─── Extract ───
Well, for one thing, vaccine manufacturers are trying to get away without using thimerosal.
Second, I’d be more concerned about, say, living downwind from a dirty, coal-burning power plant which continually puts small bit of mercury into the air than from a teeny bit in a vaccine, which is a very infrequent occurance.
Neither of my pediatricians have used vaccines with that preservative in years. It was all over the news a few years back, when it was tentatively linked to the explosion of autism diagnoses.
Other than flu vaccines–which aren’t routinely given to children–only trace amounts of thimerosal are in children’s vaccines. Most contain none at all, and it’s been completely banned in several states (most recently California).
As far as studies go, the only ones I’m aware of are attempting to address the common nutcase idea that childhood vaccination causes autism; this is completely and routinely debunked, most recently with the MMR vaccine, look here for a casual-reader version, and here for links to all sorts of news stories on it.
I don’t know much about other supposed effects of tiny mercury amounts beyond the autism one that gets so much conspiracy-theory press. But I do know that Whooping cough, measles, and a number of other diseases which actually DO harm (even kill) children are on the rise since this scare started.
Some childhood vaccinations occur at roughly the same age that autism symptoms start to be noticable. Most kids probably don’t start eating salmon that early. (And given the level of toxins in fish, shouldn’t).
People are very, very good at seeing patterns and cause/effect relationships – even when they don’t exist.
That’s a fairly good point to make. At the EPA limit of .3 micrograms per gram of fish it would take about 3 ounces of fish to reach the same value of mercury.
The brands in the chart with Thimerosal are not used in children under 12, except for the flu vaccines.
There have been other threads on this in the past, but I can’t seem to find them, right now.
───
◆ Work item
Answer these questions from the thimerosal discussion:
1. Which state is named as having banned thimerosal most recently?
2. What EPA limit for mercury in fish is cited?
3. Among the brands in the chart that contain thimerosal, which vaccines are the exception to not being used in children under 12?
─── Dataset excerpts ───
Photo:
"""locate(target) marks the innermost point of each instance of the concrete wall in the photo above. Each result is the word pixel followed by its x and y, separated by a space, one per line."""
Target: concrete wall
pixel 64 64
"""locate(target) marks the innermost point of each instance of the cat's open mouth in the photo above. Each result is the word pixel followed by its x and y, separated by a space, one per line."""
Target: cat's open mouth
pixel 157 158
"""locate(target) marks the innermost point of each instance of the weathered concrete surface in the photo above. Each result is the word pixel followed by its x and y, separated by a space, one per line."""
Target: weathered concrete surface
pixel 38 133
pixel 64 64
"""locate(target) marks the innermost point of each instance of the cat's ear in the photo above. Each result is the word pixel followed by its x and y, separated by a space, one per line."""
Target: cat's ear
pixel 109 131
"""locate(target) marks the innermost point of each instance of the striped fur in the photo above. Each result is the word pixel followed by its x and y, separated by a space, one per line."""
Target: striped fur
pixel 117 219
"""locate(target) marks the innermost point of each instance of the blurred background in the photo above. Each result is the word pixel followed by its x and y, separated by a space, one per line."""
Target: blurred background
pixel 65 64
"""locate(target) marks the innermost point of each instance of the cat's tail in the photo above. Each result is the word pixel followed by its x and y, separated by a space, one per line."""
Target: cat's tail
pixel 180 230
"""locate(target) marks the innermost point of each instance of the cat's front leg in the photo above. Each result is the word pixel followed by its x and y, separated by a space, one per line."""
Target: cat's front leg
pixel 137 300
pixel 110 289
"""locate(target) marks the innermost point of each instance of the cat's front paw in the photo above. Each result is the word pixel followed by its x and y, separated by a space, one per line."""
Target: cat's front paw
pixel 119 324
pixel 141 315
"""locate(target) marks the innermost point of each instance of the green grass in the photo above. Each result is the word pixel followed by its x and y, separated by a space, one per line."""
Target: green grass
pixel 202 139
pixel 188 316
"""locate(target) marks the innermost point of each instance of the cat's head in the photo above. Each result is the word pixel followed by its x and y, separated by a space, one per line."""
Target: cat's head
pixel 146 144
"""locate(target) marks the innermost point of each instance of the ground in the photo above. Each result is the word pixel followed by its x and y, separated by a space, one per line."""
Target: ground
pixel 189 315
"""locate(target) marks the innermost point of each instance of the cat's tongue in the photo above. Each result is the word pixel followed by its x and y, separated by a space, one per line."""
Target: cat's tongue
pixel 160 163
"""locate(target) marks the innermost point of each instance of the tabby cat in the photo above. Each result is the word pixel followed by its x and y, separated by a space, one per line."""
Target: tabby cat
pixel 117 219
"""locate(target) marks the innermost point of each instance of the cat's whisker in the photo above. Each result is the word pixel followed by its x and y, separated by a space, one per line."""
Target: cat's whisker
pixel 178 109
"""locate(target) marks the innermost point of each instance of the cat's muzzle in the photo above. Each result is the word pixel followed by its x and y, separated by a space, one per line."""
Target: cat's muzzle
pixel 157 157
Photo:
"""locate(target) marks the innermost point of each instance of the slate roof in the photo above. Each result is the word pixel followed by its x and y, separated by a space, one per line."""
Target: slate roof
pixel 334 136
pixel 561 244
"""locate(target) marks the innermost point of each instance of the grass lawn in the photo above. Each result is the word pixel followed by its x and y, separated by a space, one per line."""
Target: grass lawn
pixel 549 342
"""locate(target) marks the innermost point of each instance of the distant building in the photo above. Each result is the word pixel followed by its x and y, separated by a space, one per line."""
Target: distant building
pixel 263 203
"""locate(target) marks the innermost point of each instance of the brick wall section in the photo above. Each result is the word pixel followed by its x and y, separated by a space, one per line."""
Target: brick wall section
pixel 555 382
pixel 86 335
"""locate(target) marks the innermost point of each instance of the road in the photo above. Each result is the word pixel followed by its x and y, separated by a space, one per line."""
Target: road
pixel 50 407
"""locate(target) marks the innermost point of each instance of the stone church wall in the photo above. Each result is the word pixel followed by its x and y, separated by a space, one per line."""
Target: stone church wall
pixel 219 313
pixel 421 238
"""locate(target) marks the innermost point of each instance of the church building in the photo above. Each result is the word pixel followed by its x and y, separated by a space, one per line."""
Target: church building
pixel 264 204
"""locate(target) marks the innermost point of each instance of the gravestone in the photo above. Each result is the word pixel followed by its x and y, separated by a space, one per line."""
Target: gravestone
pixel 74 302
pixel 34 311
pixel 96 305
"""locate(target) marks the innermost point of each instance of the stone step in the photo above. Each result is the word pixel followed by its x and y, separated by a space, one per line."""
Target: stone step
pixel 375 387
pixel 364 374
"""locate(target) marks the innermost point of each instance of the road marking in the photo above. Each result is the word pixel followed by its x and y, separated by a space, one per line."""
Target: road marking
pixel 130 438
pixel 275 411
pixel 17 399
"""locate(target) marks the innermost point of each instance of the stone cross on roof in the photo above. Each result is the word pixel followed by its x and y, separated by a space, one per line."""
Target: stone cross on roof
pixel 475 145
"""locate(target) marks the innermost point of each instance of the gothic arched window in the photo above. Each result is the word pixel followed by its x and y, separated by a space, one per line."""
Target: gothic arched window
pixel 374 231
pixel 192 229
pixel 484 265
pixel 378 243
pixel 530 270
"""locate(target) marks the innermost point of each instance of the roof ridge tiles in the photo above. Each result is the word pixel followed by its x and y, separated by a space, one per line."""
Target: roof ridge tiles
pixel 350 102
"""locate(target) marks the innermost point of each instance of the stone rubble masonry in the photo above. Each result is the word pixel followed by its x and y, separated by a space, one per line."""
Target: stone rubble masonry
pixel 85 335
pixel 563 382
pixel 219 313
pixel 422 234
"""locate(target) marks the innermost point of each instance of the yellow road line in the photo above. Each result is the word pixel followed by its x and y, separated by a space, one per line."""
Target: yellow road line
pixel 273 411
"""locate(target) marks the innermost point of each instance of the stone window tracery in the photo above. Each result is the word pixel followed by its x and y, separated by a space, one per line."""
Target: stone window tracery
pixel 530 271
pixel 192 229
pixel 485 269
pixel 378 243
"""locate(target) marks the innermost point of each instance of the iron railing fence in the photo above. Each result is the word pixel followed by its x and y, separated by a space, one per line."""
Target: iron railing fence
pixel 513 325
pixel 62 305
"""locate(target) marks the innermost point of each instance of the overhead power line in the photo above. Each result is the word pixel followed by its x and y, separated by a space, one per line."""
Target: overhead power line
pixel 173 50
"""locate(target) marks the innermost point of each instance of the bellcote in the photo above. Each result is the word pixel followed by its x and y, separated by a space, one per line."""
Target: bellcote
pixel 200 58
───
◆ Answer space
1. California
2. .3 micrograms per gram of fish
3. Flu vaccines